** Start RECORDS TO PROCESS **

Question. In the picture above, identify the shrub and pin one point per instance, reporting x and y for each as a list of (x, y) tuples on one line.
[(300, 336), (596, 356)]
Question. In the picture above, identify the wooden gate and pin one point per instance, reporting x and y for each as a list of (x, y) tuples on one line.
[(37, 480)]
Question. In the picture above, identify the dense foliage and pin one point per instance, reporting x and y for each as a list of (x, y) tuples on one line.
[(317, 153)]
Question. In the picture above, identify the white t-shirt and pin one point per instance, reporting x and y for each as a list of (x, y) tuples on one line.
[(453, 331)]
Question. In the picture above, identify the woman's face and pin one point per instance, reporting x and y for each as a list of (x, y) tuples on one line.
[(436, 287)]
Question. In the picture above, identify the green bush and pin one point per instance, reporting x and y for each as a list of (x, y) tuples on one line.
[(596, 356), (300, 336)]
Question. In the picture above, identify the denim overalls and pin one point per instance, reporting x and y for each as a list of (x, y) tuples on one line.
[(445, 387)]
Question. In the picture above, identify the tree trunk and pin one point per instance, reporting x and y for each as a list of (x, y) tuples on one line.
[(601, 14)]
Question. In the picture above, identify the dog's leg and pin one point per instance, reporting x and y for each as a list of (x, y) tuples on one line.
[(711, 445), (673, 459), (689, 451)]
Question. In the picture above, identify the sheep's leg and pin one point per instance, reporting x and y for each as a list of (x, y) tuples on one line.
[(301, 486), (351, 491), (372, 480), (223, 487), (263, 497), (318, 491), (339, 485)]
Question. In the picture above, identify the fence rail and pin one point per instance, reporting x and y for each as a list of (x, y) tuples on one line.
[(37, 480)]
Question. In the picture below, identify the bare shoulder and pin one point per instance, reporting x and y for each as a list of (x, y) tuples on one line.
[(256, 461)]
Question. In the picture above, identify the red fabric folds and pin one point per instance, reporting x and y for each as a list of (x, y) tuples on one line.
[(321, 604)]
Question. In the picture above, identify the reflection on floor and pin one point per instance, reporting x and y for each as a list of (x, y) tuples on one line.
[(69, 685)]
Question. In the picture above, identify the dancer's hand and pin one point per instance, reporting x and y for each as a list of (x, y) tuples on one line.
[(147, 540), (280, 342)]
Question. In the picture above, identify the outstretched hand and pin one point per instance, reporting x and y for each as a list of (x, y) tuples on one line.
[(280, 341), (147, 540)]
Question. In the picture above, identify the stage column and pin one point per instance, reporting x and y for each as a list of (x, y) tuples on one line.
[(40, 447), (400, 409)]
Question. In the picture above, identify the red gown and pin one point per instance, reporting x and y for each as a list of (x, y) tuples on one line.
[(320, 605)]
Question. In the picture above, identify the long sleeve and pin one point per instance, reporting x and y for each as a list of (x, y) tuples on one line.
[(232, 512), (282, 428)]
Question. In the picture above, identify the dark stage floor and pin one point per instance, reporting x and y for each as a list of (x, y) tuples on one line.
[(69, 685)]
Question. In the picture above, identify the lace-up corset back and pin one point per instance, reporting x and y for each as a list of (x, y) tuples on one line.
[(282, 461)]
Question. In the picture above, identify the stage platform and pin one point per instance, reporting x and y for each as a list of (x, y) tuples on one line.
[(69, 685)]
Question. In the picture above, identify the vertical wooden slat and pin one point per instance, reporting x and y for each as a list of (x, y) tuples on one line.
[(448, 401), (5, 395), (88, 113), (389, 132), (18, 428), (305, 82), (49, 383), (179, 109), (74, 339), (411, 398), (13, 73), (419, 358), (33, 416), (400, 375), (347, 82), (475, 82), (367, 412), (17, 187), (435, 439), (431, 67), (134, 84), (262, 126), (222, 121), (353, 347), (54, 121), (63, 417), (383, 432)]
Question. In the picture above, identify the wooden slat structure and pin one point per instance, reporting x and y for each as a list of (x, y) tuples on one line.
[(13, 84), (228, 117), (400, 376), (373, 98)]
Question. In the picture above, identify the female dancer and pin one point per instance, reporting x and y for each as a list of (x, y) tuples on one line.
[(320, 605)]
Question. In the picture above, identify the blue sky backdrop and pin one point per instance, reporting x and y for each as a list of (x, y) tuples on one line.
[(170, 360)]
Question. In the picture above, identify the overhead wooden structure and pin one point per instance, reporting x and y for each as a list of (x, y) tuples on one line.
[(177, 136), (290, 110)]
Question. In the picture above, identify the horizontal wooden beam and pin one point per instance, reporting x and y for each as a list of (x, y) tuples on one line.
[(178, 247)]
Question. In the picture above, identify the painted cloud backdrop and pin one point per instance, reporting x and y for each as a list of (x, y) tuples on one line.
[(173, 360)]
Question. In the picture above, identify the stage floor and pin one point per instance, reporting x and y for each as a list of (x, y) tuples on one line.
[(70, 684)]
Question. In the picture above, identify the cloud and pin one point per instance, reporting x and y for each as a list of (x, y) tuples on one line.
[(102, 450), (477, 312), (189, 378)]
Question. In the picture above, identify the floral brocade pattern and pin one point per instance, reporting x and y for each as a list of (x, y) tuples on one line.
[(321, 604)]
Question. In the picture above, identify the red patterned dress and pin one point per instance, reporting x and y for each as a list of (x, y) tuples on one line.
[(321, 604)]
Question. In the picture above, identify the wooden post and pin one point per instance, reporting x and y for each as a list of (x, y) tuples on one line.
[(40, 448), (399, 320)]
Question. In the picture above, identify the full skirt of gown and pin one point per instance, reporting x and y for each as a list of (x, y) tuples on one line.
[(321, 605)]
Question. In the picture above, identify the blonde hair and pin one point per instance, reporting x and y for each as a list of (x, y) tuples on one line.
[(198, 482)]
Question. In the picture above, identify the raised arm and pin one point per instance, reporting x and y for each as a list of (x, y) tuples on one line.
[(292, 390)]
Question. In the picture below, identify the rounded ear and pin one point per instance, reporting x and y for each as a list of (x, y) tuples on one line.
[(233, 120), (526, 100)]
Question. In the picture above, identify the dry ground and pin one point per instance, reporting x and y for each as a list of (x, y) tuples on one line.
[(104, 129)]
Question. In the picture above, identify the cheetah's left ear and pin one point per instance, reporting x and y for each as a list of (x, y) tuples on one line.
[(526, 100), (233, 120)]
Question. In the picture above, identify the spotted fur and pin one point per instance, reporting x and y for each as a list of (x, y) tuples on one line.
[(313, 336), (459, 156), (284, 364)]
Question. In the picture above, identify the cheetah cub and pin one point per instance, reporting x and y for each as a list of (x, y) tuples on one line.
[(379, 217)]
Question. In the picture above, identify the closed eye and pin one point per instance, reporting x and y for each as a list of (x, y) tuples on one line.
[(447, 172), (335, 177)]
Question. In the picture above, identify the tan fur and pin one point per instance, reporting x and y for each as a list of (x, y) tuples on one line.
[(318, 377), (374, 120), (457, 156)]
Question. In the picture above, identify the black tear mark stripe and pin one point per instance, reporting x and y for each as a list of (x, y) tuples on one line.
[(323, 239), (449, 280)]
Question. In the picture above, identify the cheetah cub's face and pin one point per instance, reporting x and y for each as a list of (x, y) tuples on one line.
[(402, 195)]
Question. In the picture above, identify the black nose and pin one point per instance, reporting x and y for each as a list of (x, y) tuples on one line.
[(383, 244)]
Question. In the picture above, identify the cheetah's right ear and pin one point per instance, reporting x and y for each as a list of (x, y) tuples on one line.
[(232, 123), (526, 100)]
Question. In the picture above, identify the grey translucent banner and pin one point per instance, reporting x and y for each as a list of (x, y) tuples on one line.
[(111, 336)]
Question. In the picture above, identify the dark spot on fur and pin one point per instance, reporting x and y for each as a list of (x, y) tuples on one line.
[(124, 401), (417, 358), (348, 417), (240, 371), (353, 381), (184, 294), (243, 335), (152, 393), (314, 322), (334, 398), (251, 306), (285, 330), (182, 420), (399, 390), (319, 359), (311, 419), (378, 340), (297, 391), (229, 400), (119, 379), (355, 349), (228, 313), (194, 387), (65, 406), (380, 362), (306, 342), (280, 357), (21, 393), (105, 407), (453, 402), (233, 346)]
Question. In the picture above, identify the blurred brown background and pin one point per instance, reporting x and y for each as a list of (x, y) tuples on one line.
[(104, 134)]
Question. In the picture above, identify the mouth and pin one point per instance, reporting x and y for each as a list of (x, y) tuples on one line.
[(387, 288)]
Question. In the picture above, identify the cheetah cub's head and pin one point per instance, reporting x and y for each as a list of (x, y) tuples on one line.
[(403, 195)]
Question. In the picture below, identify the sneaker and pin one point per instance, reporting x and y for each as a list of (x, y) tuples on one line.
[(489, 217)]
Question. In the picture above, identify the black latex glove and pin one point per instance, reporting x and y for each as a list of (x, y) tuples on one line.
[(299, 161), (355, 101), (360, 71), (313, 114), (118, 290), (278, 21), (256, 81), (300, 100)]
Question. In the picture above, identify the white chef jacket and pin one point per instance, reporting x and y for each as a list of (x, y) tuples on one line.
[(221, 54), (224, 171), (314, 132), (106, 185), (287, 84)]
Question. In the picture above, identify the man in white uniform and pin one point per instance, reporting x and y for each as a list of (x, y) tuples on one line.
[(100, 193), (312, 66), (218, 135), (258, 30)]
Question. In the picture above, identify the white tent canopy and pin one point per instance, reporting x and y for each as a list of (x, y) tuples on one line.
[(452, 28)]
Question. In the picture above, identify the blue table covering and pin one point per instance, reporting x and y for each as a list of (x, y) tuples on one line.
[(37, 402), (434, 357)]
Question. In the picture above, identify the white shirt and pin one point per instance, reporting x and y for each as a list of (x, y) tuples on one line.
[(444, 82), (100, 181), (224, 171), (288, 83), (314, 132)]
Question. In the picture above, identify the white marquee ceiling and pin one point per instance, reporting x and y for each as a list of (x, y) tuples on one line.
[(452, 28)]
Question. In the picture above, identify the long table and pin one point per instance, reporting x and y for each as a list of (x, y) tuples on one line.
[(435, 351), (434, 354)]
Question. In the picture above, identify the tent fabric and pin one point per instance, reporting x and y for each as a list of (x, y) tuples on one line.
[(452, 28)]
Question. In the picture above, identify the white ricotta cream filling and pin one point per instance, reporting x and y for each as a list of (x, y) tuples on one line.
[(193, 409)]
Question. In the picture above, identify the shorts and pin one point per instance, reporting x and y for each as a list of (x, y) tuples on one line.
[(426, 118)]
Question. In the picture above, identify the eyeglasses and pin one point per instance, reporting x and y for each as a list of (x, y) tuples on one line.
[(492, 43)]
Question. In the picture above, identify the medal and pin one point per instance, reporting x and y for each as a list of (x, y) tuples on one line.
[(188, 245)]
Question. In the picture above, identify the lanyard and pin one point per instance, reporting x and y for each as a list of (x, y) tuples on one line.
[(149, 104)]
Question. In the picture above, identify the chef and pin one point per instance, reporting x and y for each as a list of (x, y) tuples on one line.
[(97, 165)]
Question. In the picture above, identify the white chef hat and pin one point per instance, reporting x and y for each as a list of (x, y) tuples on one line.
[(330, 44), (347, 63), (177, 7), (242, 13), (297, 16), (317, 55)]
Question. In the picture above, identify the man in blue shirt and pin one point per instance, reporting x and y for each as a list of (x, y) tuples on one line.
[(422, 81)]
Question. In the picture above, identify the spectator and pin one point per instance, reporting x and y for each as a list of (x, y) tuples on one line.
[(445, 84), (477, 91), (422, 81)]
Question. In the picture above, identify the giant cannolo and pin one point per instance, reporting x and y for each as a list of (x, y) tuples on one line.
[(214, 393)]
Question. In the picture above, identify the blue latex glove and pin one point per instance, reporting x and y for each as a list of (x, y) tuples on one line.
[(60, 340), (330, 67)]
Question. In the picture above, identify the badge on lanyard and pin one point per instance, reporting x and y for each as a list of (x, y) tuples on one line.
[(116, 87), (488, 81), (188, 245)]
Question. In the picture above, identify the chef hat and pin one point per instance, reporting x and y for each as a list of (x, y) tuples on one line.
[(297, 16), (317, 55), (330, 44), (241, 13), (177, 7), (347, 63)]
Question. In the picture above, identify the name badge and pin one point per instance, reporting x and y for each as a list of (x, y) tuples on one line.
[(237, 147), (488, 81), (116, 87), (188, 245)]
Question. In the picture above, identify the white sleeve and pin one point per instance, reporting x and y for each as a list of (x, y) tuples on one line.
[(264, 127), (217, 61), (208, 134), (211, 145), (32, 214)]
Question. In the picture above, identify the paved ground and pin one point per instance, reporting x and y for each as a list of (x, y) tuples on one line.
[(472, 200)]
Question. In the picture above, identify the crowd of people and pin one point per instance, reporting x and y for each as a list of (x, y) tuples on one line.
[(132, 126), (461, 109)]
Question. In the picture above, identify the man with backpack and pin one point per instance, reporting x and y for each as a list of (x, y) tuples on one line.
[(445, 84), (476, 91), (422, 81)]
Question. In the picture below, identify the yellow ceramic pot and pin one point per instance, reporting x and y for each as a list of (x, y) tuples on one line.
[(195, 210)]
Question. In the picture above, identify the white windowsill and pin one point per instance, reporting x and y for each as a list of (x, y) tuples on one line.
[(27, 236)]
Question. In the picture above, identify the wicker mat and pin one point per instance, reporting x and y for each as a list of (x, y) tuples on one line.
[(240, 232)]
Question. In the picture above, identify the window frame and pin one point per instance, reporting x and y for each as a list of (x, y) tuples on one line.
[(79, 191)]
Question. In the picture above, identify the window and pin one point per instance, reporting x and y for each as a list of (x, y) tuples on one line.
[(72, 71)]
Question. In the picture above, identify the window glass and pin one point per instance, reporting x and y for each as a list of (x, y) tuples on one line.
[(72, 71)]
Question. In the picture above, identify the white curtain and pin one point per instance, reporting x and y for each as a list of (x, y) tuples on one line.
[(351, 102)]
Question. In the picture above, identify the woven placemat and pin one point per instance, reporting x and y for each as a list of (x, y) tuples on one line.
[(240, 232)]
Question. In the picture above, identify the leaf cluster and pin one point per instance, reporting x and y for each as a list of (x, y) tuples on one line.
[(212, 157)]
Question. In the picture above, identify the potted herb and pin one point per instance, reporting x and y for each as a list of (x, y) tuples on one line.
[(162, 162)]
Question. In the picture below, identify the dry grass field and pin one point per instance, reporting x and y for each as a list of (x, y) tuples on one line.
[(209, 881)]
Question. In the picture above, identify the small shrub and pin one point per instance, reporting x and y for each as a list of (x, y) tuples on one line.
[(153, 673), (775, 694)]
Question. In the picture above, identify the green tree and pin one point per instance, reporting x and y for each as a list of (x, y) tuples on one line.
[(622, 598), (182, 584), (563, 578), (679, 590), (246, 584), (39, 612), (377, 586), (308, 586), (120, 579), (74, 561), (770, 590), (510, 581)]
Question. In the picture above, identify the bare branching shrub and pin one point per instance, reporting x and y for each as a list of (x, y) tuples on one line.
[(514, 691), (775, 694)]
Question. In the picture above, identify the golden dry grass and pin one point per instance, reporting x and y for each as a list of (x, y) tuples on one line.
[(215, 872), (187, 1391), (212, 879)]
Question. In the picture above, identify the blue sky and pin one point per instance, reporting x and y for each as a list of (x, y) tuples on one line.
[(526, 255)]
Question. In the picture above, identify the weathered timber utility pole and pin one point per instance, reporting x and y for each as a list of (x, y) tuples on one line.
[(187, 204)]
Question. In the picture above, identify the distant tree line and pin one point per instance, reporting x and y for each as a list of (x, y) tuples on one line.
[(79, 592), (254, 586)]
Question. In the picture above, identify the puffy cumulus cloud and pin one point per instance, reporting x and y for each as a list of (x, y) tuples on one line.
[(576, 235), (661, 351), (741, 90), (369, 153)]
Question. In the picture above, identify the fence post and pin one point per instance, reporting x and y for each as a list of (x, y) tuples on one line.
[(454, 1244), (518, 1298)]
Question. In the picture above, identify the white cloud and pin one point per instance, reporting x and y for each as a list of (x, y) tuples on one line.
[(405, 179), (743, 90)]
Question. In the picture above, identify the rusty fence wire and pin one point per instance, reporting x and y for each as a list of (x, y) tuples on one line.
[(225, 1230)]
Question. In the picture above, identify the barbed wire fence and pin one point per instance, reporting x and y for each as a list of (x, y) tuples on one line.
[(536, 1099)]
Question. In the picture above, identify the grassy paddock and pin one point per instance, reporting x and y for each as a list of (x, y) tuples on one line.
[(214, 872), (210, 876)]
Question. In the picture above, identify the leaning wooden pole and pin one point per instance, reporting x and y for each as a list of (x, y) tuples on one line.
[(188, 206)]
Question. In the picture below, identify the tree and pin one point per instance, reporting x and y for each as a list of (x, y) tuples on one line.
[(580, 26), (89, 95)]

** End RECORDS TO PROCESS **

-- GIVEN TASK --
Reproduce precisely the span of lines that begins at the line containing "Question. In the picture above, identify the rusty" and ends with the last line of the listing.

-- ANSWER FOR THE TASK --
Question. In the picture above, identify the rusty fence wire and pin one point per instance, reporting x and y for each as a list of (x, y) tuples on one line.
[(225, 1230)]
Question. In the picture above, identify the barbed wire fence and pin one point per instance, reporting x and y for each as a list of (x, y) tuples on one line.
[(536, 1099)]
Question. In the picture above, identify the grassy paddock and pin one point per instance, reporting x and y for each as a list of (x, y) tuples on one line.
[(214, 872), (210, 876)]
Question. In the picture above, identify the leaning wooden pole and pin one point per instance, reporting x and y for each as a list of (x, y) tuples on one line.
[(188, 206)]
Question. In the picture below, identify the tree and pin one point per instance, reporting x and y for each as a list of (x, y) tuples on one line.
[(580, 26), (89, 95)]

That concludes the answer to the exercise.